** Opening Text provided block **

Today we are witnessing a novel recuperation of the term "Indian"
as a cohesive element for a broad popular and national identity, that
articulates various memories: a long memory (anti-colonial), an intermediary
memory (revolutionary nationalist) and a short memory (anti-neoliberal).
The Movement Towards Socialism
and the leadership of Evo Morales emerged through the construction of
this indigenised nationalism.
Faced with this, the elites
have once again raised the flag of mestizaje as Bolivia's reason for
being. But if in the '50s, mestizaje was conceived of within an anti-oligarchic
and transformative discourse, today it has a defensive and conservative
character – in front of the displacement, sometimes more illusory
than real, of the middle classes from public posts, a principal space
for its reproduction – and foreign to the egalitarian sense that
came along with the idea of constructing a shared project for the country.
The urban middle and educated sectors who today proclaim that "we
are all mestizos" seem to forget that in Bolivia there exists both
"white mestizos" and "indian mestizos" or , expressed
in a more modern terminology, "criollo-mestizos" and "cholos".
In this context, Evo Morales
expresses the sentiments of these "indian mestizos", who continue
to be discriminated against and excluded from "legitimate"
spaces of social life, and segregated into the periphery of the cities
or the slopes of the hills, considered to be "dangerous neighbourhoods".
Nevertheless, one should not lose sight of the fact that this indigenous
mestizaje, far from promoting a "return to ancestral times",
is inserted into the processes of modernisation, urbanisation, social
differentiation, capital accumulation (fundamentally mercantile) and
cultural hybridisation: today the majority of Bolivians (60%) live in
the cities, despite the fact that they have not completely broken with
rural life (many maintain their land), nor Aymara or Quechua culture.
The fact that Indigenous hip hop is expanding in El Alto, a city where
82% of the population self-identifies as indigenous, speaks volumes
of this complex articulation between the local and the global.
Despite the fact that in Bolivia "we are all mestizos", the
whiteness of skin colour, dress, economic and cultural practices and
the origins of one's surnames continue to constitute very real boundaries
in the construction of social imagery and mechanisms of domination,
today eroded – but not eliminated – by this indigenous political
eruption and the arrival to power of MAS. All this poses a number of
questions. Amongst them: How much does the proposal of indigenous autonomies
take into consideration these diffuse boundaries between indigenous
and mestizo? Is the proposal for autonomy – generally a demand
raised by minorities, but in this case, by an indigenous majority –
correct? Is there a need to make indigenous peoples autonomous or to
indianise the state?

** Closing Text provided block **
** Opening Listed records block **

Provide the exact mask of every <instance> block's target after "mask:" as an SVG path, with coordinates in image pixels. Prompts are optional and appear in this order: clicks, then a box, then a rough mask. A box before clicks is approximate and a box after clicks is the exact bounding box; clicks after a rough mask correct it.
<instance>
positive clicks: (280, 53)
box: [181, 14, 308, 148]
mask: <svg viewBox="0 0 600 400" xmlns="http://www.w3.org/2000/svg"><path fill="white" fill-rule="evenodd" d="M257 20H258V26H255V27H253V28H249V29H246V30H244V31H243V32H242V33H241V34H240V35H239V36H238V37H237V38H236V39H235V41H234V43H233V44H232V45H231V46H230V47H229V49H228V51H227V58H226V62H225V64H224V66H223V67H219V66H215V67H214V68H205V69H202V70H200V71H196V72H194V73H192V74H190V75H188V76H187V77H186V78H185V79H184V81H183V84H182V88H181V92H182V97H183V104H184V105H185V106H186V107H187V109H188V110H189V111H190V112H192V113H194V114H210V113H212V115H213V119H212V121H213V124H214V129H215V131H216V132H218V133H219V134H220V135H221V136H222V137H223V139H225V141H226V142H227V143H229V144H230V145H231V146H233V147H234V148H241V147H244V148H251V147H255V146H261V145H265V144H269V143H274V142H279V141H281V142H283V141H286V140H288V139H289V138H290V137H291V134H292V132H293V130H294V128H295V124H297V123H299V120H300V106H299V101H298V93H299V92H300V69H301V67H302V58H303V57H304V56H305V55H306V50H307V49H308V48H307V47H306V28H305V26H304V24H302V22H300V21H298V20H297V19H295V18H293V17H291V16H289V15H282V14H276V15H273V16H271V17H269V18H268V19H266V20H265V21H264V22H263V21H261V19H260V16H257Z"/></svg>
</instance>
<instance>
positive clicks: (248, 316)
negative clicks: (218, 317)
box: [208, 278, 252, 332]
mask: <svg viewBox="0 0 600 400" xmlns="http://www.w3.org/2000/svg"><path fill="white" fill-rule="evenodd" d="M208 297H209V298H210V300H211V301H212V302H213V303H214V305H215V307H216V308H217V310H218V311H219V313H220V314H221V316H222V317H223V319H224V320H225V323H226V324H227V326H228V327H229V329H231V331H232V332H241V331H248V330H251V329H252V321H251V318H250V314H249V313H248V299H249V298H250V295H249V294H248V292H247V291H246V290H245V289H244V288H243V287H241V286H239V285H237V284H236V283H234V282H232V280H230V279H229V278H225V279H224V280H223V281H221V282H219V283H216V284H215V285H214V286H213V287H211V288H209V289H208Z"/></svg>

** Closing Listed records block **

→ **Task list**
1: According to the text on mestizaje and indigenous identity in Bolivia, what share of El Alto's population self-identifies as indigenous?
2: Continue the text on mestizaje and indigenous identity in Bolivia from its last sentence.

→ **Results of the exercise**
1: 82%

2:
The Chapare, where Evo Morales
migrated to with his family and began his trade union and political
career, is one expressions of this cultural indigenous mestizaje. We
can add to this the political mestizaje between campesino unions –
consolidated in the '50s in the image of, and similar to, workers' unions
– and communitarian traditions. The current president was formed
politically in the coca grower unions and his indigenist revendication
appears more like Nelson Mandela's denouncement of apartheid –
a demand of inclusion, recognition and possibilities to access power
by a national majority segregated for ethnic reasons – that the
revendication of a return to the ayllu.
On the other hand, the ethno-cultural reaffirmation that Evo Morales
has promoted, traverses through the union culture's own pragmatism and
an energetic anti-imperialist position, whose material base was the
struggle between campesinos and the police forces and military who attempted
to eradicate the coca leaf with US support. To capture this double ideological
dimension – articulation of the national-popular with the ethno-cultural,
and with ruptures and continuities with the past – is the reason
why we talk about MAS as a new "indigenous nationalism", removed
from the "communitarianist" romanticism of the NGOs and the
illusory "mestizaje" of the illustrated middle classes.